◆ GOAL:
Starting with the line that contains "of the staircase", write out each line through the end of the listing, unchanged. Output nothing else.
▬▬▬▬▬▬▬▬▬▬
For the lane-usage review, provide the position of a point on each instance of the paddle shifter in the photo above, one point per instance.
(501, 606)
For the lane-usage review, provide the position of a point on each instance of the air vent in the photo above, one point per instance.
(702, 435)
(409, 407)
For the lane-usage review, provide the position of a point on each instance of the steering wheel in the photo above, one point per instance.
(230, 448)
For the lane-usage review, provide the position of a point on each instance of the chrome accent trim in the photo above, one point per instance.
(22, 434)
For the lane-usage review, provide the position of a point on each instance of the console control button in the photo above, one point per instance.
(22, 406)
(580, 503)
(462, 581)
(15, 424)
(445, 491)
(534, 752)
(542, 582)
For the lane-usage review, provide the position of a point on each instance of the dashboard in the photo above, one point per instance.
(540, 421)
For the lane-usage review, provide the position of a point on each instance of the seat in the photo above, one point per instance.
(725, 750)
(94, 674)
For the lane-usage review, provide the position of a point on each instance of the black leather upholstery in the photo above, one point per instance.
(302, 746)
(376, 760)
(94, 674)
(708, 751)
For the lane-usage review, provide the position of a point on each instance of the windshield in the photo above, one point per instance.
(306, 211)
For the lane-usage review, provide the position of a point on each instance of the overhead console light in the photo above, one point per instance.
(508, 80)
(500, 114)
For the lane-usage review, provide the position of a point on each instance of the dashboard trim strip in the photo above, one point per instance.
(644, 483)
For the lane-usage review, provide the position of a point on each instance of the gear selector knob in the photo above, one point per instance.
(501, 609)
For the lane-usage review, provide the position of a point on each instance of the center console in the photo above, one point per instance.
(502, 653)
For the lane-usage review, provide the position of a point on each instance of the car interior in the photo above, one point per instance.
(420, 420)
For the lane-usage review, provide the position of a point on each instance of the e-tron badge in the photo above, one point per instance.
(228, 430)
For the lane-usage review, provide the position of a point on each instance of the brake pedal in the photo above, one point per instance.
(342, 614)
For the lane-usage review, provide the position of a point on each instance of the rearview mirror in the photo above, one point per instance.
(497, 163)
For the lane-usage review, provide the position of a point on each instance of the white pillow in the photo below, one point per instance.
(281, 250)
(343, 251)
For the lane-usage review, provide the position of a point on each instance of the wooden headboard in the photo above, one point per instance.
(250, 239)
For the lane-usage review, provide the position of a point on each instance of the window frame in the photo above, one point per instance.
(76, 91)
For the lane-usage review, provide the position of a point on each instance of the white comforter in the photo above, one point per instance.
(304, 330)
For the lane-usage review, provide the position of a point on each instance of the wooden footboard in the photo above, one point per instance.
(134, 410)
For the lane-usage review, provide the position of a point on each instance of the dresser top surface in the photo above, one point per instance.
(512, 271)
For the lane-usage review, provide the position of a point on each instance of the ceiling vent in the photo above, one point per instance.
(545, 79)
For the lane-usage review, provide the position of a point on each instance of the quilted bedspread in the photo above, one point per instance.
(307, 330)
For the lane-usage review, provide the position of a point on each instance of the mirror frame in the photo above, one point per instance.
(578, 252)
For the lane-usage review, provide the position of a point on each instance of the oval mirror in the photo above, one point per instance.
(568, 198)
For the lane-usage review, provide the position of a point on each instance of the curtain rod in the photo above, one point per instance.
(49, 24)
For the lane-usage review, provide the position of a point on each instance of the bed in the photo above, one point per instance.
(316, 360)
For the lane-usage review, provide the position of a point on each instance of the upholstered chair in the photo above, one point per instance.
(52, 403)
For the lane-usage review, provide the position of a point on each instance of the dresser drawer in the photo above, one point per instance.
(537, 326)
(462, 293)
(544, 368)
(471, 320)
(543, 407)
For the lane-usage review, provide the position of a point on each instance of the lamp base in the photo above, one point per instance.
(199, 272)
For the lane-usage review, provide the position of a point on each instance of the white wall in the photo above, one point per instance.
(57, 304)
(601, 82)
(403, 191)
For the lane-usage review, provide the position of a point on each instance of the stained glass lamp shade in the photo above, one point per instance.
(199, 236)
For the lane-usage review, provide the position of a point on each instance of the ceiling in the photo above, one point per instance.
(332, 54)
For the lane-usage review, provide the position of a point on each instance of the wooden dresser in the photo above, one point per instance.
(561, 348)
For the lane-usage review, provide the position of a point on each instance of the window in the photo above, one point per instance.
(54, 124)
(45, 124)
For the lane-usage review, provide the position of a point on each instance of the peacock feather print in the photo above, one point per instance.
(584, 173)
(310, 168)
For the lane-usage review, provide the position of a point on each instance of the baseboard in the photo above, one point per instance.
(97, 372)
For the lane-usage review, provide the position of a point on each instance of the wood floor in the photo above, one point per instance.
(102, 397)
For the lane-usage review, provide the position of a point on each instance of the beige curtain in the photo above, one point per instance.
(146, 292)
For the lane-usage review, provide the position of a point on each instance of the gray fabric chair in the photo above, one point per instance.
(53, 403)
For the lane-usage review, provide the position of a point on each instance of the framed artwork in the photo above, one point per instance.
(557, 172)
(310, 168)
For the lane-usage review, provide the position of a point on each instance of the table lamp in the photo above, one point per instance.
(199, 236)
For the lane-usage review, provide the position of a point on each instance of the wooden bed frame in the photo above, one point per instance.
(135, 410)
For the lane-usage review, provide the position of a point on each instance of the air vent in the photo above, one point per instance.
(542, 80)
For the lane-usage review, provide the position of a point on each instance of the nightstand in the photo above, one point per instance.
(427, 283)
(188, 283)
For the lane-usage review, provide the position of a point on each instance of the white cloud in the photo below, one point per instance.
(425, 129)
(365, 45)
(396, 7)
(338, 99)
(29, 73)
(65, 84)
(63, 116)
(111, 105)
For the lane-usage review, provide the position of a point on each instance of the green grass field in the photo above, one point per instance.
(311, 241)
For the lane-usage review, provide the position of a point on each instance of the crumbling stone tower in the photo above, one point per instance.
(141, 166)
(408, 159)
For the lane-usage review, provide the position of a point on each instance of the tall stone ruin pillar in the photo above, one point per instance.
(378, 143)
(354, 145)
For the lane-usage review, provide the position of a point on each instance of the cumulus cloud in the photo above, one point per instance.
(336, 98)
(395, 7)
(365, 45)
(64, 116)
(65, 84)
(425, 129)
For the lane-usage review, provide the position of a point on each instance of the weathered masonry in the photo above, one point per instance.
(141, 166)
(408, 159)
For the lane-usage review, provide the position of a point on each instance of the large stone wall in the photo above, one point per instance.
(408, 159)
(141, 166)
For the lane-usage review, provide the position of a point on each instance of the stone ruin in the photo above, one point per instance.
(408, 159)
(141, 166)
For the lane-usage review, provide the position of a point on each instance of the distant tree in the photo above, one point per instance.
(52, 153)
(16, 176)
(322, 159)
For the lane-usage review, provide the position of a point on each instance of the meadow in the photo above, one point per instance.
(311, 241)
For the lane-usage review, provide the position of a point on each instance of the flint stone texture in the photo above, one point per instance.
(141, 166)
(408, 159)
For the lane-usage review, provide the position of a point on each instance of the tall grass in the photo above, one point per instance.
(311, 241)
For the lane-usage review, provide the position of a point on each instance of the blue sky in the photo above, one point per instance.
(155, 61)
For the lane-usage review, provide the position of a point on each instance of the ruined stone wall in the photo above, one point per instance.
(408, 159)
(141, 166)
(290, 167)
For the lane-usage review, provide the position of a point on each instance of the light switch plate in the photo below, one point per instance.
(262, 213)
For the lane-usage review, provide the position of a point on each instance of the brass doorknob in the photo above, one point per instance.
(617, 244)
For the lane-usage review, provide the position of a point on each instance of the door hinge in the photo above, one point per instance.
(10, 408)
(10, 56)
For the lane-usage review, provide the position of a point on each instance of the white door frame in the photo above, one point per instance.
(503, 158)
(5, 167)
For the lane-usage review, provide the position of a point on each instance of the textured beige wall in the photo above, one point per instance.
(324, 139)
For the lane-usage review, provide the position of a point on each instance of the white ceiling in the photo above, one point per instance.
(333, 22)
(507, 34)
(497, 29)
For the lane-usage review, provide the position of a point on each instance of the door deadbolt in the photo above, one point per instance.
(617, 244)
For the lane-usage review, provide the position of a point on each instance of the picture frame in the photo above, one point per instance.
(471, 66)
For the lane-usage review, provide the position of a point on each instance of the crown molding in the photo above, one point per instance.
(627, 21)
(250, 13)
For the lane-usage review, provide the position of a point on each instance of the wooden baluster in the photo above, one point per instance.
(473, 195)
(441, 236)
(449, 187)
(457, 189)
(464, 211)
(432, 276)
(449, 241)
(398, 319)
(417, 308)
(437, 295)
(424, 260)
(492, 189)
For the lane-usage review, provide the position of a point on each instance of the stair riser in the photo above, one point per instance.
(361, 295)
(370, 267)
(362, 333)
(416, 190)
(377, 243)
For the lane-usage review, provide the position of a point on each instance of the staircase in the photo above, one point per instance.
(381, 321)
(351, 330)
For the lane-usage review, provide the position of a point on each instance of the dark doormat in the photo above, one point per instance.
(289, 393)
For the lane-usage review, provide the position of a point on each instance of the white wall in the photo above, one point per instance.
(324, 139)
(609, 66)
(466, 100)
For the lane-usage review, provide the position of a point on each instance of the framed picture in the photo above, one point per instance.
▬▬▬▬▬▬▬▬▬▬
◆ REPLY:
For the lane-usage review, provide the position of a point on each instance of the staircase in the photo above, one point per instance.
(381, 321)
(351, 330)
For the lane-usage review, provide the position of a point on each instance of the dark doormat in the photo above, one point per instance.
(289, 393)
For the lane-usage review, provide the position of a point on each instance of the white wall in the photo above, one point per instance.
(324, 139)
(609, 66)
(466, 100)
For the lane-usage review, provide the position of a point on each instance of the framed picture in the photo above, one point per instance.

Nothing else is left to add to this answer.